Task details ▸ Copy the line with "Would you be able to indicate the branching" and all lines following it through the last line of the entries, exactly as written.

Dataset entries ▸
★ ★ ★ ★ ★

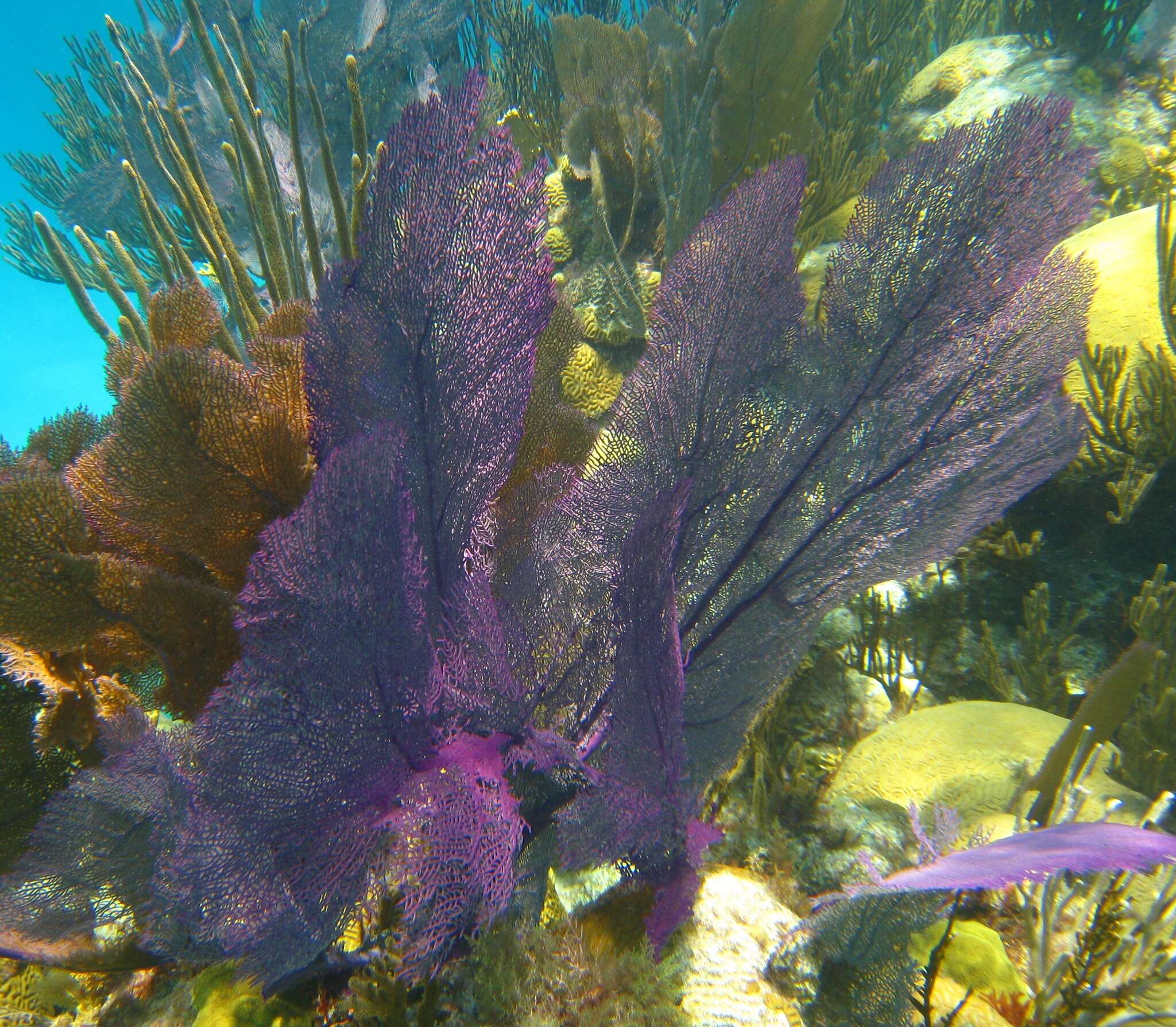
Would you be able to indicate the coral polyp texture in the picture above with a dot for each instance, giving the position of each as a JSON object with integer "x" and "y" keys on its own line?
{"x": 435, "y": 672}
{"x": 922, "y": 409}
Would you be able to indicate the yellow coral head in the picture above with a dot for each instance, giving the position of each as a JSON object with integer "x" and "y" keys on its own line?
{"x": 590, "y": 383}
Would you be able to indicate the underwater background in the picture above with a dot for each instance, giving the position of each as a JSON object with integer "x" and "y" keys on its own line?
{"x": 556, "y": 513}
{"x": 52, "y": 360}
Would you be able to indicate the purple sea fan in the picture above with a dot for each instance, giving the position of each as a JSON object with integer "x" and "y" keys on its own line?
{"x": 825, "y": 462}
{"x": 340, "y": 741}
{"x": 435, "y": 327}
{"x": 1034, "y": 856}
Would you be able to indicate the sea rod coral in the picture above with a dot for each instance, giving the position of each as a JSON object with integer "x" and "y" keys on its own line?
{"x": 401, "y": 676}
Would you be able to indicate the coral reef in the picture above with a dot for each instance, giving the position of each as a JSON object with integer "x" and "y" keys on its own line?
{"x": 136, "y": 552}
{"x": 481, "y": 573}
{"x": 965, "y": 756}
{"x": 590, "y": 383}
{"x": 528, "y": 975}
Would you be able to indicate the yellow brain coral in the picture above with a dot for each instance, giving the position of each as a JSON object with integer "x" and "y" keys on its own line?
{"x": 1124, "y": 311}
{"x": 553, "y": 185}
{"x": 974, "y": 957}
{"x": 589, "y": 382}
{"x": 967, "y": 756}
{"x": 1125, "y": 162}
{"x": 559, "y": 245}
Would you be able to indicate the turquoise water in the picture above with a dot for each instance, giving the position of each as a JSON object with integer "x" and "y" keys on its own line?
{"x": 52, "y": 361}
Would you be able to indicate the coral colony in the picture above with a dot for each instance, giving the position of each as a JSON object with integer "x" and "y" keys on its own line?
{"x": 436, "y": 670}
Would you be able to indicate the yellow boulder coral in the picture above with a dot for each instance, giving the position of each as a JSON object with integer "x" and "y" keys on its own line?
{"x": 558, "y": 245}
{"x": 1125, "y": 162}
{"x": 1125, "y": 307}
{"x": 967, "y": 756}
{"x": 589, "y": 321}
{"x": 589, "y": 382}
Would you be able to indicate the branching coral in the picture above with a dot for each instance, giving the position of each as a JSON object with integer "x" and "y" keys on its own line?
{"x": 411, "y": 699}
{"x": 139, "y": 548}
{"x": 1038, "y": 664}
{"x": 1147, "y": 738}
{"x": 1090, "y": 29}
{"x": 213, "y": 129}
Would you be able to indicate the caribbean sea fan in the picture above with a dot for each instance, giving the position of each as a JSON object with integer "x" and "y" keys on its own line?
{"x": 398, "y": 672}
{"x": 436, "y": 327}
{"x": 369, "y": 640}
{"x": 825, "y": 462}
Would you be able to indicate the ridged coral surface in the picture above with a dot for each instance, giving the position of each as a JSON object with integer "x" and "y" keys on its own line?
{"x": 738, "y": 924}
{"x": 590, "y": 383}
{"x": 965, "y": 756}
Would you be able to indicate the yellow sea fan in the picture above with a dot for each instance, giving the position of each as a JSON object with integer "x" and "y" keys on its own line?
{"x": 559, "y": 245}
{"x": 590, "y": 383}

★ ★ ★ ★ ★

Result of this exercise ▸
Would you be able to indicate the branching coral in the picture above with a dot for each instance, giving the position of each as a JSON object with integer "x" and "y" keys on its own line?
{"x": 411, "y": 699}
{"x": 139, "y": 548}
{"x": 1038, "y": 664}
{"x": 1147, "y": 738}
{"x": 1090, "y": 29}
{"x": 213, "y": 129}
Would you be able to indicate the caribbean sea fan in the picture above with a dot for each instance, giving the position of each as a JSON object with integer "x" and "y" keys on its own line?
{"x": 398, "y": 672}
{"x": 436, "y": 327}
{"x": 369, "y": 640}
{"x": 825, "y": 462}
Would you be able to indicate the ridged coral surface in the picture above with a dot for each instance, giving the position of each as a JSON object with integer "x" and "y" keys on its own line?
{"x": 738, "y": 924}
{"x": 590, "y": 383}
{"x": 965, "y": 756}
Would you be able to indicate the yellow sea fan in the picture above with a dot for each instance, giving the position of each as a JSON object with integer "x" and "y" keys on its own line?
{"x": 559, "y": 245}
{"x": 590, "y": 383}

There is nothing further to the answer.